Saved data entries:
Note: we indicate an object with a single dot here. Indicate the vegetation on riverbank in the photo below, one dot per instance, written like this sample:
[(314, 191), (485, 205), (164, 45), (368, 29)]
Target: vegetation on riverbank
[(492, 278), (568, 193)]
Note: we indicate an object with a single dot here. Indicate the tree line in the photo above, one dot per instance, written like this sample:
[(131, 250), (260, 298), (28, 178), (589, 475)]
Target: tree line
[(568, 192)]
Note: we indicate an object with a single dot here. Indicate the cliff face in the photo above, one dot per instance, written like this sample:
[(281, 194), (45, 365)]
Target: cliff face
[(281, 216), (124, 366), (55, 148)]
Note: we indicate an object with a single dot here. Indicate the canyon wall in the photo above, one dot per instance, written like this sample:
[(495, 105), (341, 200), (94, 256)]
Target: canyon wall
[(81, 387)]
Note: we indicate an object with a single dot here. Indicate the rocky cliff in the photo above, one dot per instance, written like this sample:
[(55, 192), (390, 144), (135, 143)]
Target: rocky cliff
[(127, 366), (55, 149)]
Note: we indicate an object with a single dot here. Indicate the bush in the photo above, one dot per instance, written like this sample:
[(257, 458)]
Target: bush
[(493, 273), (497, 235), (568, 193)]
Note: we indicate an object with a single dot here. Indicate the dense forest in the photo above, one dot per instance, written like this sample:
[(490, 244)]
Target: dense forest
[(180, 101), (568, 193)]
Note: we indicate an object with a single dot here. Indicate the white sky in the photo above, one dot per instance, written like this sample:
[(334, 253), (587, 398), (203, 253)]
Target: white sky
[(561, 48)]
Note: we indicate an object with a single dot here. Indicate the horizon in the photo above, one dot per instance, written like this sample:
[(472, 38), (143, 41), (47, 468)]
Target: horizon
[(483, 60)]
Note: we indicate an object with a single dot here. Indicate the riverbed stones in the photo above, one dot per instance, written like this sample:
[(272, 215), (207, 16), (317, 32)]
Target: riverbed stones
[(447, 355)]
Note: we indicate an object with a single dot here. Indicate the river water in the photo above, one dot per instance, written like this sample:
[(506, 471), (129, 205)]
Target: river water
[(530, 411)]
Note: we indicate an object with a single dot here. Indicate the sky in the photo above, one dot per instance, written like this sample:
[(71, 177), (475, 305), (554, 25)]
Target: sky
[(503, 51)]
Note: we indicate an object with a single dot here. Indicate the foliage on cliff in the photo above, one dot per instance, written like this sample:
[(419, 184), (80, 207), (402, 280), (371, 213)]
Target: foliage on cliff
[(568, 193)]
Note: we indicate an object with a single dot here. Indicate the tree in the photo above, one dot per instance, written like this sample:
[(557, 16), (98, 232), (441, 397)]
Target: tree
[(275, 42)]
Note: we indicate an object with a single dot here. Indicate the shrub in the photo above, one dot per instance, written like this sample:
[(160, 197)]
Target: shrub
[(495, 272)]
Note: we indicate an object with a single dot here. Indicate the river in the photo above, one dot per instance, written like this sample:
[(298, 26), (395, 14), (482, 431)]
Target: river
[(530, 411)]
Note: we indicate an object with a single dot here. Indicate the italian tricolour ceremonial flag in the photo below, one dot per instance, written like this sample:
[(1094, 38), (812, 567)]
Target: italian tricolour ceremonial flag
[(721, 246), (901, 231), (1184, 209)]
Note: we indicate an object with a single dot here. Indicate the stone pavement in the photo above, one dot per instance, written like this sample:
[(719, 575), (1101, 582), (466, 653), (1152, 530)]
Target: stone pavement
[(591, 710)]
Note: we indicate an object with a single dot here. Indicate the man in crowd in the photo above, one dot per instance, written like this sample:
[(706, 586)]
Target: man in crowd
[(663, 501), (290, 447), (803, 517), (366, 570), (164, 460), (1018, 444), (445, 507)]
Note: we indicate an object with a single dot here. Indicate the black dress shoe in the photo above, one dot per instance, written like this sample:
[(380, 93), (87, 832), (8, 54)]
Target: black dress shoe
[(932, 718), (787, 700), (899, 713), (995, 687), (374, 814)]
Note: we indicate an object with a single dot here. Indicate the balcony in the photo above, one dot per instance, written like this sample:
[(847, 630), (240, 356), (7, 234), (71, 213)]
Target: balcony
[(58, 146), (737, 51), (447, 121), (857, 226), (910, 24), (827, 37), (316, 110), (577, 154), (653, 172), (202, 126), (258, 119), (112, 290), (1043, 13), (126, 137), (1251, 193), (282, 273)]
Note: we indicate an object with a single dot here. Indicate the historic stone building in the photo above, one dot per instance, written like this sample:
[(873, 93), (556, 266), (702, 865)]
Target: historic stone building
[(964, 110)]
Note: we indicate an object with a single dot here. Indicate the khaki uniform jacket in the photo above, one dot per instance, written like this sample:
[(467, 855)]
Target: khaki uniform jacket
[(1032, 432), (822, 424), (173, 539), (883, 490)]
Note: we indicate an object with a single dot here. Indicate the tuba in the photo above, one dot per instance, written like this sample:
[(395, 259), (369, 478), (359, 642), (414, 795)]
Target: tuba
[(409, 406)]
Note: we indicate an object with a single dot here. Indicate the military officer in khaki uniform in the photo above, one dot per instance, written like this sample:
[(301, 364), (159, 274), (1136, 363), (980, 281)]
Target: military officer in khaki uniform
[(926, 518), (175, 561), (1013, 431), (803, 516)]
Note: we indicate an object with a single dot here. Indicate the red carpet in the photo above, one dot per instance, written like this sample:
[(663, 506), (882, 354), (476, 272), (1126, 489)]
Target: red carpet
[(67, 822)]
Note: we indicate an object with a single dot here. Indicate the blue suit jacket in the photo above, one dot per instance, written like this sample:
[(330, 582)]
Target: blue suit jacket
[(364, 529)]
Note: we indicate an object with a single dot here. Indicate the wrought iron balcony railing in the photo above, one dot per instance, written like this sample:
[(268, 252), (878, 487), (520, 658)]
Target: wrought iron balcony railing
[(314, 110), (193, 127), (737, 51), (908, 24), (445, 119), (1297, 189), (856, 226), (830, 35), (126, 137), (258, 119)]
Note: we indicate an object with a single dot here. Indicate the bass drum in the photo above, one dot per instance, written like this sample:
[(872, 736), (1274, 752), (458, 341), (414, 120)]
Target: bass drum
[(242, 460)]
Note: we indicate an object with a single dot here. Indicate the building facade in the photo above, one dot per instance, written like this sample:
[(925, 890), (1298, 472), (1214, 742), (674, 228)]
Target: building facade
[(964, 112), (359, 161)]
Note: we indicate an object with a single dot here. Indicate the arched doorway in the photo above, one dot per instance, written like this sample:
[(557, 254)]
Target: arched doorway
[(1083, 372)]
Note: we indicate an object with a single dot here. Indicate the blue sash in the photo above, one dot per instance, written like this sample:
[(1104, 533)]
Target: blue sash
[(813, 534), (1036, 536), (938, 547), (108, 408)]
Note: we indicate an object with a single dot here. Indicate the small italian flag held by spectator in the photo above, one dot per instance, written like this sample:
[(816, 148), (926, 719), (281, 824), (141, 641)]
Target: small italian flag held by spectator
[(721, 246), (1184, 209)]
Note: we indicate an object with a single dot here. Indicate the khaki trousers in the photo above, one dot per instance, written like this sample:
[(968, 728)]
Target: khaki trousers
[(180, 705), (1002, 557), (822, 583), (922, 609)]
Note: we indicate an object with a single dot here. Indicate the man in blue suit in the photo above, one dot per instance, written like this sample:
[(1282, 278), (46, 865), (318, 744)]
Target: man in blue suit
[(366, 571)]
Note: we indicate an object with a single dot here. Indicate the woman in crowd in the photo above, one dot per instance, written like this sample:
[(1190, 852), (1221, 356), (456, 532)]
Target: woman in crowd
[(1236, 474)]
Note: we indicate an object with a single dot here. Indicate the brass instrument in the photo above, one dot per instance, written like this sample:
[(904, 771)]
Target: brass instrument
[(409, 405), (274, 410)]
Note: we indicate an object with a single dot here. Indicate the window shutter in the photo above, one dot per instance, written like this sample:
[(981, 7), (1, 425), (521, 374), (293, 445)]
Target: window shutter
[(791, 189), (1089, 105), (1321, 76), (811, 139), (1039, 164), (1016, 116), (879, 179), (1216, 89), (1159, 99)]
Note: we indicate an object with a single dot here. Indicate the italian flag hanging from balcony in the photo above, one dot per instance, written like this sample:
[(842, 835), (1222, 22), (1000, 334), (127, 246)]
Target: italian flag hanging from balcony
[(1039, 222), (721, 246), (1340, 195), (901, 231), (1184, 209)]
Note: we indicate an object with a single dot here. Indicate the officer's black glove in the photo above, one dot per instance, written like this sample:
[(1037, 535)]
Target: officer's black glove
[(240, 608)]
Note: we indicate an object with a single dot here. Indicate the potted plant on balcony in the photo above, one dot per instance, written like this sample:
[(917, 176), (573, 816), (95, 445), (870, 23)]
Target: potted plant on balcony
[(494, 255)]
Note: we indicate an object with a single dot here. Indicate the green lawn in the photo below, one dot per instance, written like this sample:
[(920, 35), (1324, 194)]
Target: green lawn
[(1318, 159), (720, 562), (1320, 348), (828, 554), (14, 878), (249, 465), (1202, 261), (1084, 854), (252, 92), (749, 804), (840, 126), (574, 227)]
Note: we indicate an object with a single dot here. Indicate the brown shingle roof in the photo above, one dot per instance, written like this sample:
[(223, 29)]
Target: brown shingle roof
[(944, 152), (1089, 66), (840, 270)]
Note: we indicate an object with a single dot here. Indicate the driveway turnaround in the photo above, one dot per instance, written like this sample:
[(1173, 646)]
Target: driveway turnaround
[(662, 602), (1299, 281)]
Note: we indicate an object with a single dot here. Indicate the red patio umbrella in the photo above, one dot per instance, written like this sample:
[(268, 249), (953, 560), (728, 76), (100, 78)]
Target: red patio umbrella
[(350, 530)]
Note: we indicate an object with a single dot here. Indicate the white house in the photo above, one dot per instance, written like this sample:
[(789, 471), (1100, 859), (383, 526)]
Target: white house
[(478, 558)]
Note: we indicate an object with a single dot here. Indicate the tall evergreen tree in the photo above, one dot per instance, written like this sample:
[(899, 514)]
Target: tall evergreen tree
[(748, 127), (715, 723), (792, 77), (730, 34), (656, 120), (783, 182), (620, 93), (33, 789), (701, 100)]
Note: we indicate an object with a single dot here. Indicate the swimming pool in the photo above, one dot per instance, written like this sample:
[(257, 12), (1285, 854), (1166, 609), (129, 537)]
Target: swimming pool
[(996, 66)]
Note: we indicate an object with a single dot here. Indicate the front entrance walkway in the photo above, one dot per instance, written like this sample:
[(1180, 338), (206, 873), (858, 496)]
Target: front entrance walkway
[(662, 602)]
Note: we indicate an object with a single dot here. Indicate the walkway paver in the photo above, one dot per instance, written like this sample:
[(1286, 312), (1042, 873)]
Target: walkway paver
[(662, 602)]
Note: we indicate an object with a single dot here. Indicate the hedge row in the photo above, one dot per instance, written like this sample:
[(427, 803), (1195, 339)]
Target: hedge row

PROBLEM: From the records above, extract exactly and only the lines that begin at the line with "Target: black dress shoe" and stop after the line with "[(847, 630), (240, 356), (7, 234), (71, 213)]".

RESPONSE:
Target: black dress shoe
[(932, 718), (787, 700), (899, 713), (995, 687), (374, 814)]
Note: we indicate an object with a single dot here. Indicate the balcony in the photo above, one dot per instance, written like this sample:
[(847, 630), (240, 356), (7, 234), (71, 213)]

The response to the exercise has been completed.